**Short exercise**. Reproduce the following material exactly, including every line.

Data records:
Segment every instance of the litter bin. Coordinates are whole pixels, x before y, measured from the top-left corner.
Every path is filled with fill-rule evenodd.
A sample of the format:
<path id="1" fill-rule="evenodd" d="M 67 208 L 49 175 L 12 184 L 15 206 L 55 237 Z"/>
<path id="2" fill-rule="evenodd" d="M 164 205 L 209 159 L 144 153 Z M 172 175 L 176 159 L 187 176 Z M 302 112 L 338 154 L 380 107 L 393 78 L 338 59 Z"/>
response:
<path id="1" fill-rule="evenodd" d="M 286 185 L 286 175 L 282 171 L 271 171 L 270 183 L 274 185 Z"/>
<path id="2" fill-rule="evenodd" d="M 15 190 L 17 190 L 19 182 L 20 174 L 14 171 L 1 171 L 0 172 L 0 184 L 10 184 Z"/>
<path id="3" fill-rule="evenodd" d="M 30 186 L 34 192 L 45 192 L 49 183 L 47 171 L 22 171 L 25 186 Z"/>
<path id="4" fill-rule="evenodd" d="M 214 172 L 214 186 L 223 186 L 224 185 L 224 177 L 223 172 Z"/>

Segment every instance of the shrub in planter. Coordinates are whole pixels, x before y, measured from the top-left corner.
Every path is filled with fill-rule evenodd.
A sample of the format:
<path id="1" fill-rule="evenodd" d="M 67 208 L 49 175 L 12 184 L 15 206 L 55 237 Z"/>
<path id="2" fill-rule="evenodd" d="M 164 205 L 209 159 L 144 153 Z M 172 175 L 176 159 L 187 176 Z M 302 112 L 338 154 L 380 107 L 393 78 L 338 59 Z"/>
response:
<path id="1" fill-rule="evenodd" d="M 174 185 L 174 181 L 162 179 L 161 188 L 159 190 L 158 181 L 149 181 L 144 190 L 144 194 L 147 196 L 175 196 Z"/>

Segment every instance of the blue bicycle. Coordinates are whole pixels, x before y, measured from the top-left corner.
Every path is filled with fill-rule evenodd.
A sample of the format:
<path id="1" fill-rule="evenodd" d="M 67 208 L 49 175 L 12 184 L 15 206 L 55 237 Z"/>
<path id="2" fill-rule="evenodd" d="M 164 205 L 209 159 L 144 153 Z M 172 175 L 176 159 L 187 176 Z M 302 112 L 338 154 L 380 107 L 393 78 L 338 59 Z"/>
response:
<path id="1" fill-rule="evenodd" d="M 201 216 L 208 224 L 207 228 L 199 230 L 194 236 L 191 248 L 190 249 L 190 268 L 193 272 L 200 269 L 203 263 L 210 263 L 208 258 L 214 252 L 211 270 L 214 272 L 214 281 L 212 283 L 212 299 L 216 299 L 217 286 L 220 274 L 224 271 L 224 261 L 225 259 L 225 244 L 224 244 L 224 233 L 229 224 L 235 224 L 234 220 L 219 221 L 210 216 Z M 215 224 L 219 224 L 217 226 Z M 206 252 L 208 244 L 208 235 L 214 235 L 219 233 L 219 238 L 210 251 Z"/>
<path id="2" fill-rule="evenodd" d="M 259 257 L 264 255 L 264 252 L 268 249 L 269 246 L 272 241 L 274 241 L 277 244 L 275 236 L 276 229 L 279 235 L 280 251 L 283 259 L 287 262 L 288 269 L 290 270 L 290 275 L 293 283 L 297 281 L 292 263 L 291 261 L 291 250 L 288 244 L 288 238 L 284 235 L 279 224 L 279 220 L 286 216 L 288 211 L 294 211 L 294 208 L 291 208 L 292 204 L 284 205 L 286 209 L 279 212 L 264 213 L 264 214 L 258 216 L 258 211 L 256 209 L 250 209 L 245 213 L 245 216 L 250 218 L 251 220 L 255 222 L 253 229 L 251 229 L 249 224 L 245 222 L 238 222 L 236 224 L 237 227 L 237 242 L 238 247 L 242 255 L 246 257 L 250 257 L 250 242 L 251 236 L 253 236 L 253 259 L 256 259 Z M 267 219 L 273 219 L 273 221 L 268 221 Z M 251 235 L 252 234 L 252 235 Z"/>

**Written response**.
Segment every instance of the litter bin. Coordinates are whole pixels, x before y, measured from the top-left corner.
Every path is filled with fill-rule evenodd.
A sample of the format:
<path id="1" fill-rule="evenodd" d="M 67 208 L 49 175 L 12 184 L 15 206 L 55 237 Z"/>
<path id="2" fill-rule="evenodd" d="M 164 205 L 209 159 L 144 153 Z M 172 175 L 176 159 L 187 176 Z M 302 112 L 338 154 L 380 107 L 393 78 L 338 59 Z"/>
response:
<path id="1" fill-rule="evenodd" d="M 286 185 L 286 175 L 282 171 L 271 171 L 270 183 L 274 185 Z"/>
<path id="2" fill-rule="evenodd" d="M 15 190 L 17 190 L 19 182 L 20 174 L 14 171 L 1 171 L 0 172 L 0 184 L 10 184 Z"/>
<path id="3" fill-rule="evenodd" d="M 30 186 L 34 192 L 45 192 L 49 183 L 47 171 L 22 171 L 25 186 Z"/>
<path id="4" fill-rule="evenodd" d="M 214 172 L 214 186 L 223 186 L 224 185 L 224 177 L 223 172 Z"/>

Segment every instance of the shrub in planter. Coordinates are whole pixels, x before y, measured from the top-left corner.
Every path is filled with fill-rule evenodd.
A sample of the format:
<path id="1" fill-rule="evenodd" d="M 67 208 L 49 175 L 12 184 L 15 206 L 55 237 Z"/>
<path id="2" fill-rule="evenodd" d="M 164 205 L 209 159 L 144 153 Z M 172 175 L 176 159 L 187 176 Z M 302 112 L 338 154 L 380 107 L 393 78 L 338 59 Z"/>
response:
<path id="1" fill-rule="evenodd" d="M 174 185 L 174 181 L 162 179 L 161 188 L 159 190 L 158 181 L 149 181 L 144 190 L 144 194 L 147 196 L 175 196 Z"/>

Segment every instance of the blue bicycle. Coordinates are whole pixels, x before y, measured from the top-left corner.
Every path is filled with fill-rule evenodd.
A sample of the format:
<path id="1" fill-rule="evenodd" d="M 67 208 L 49 175 L 12 184 L 15 206 L 55 237 Z"/>
<path id="2" fill-rule="evenodd" d="M 164 205 L 209 159 L 144 153 Z M 172 175 L 176 159 L 187 176 Z M 302 112 L 338 154 L 380 107 L 393 78 L 338 59 Z"/>
response:
<path id="1" fill-rule="evenodd" d="M 201 216 L 208 224 L 207 228 L 199 230 L 194 236 L 191 248 L 190 249 L 190 268 L 193 272 L 200 269 L 203 263 L 210 263 L 208 258 L 214 252 L 211 270 L 214 272 L 214 281 L 212 283 L 212 299 L 216 299 L 217 286 L 220 274 L 224 271 L 224 261 L 225 259 L 225 244 L 224 244 L 224 233 L 229 224 L 235 224 L 234 220 L 219 221 L 210 216 Z M 215 224 L 219 224 L 217 226 Z M 206 252 L 208 244 L 208 235 L 214 235 L 219 233 L 219 238 L 210 251 Z"/>
<path id="2" fill-rule="evenodd" d="M 259 257 L 264 255 L 264 252 L 268 249 L 269 246 L 272 241 L 274 241 L 277 244 L 275 236 L 276 229 L 279 235 L 280 251 L 283 259 L 287 262 L 288 269 L 290 270 L 290 275 L 293 283 L 297 281 L 292 263 L 291 261 L 291 250 L 288 244 L 288 238 L 284 235 L 279 224 L 279 220 L 286 216 L 288 211 L 294 211 L 294 208 L 291 208 L 292 204 L 284 205 L 286 209 L 279 212 L 264 213 L 264 214 L 258 216 L 258 211 L 256 209 L 250 209 L 245 213 L 245 216 L 250 218 L 251 220 L 255 222 L 253 229 L 251 229 L 249 224 L 245 222 L 238 222 L 236 224 L 237 227 L 237 242 L 238 247 L 242 255 L 246 257 L 250 257 L 250 242 L 251 236 L 253 236 L 253 259 L 256 259 Z M 267 219 L 273 219 L 273 221 L 268 221 Z M 251 235 L 252 234 L 252 235 Z"/>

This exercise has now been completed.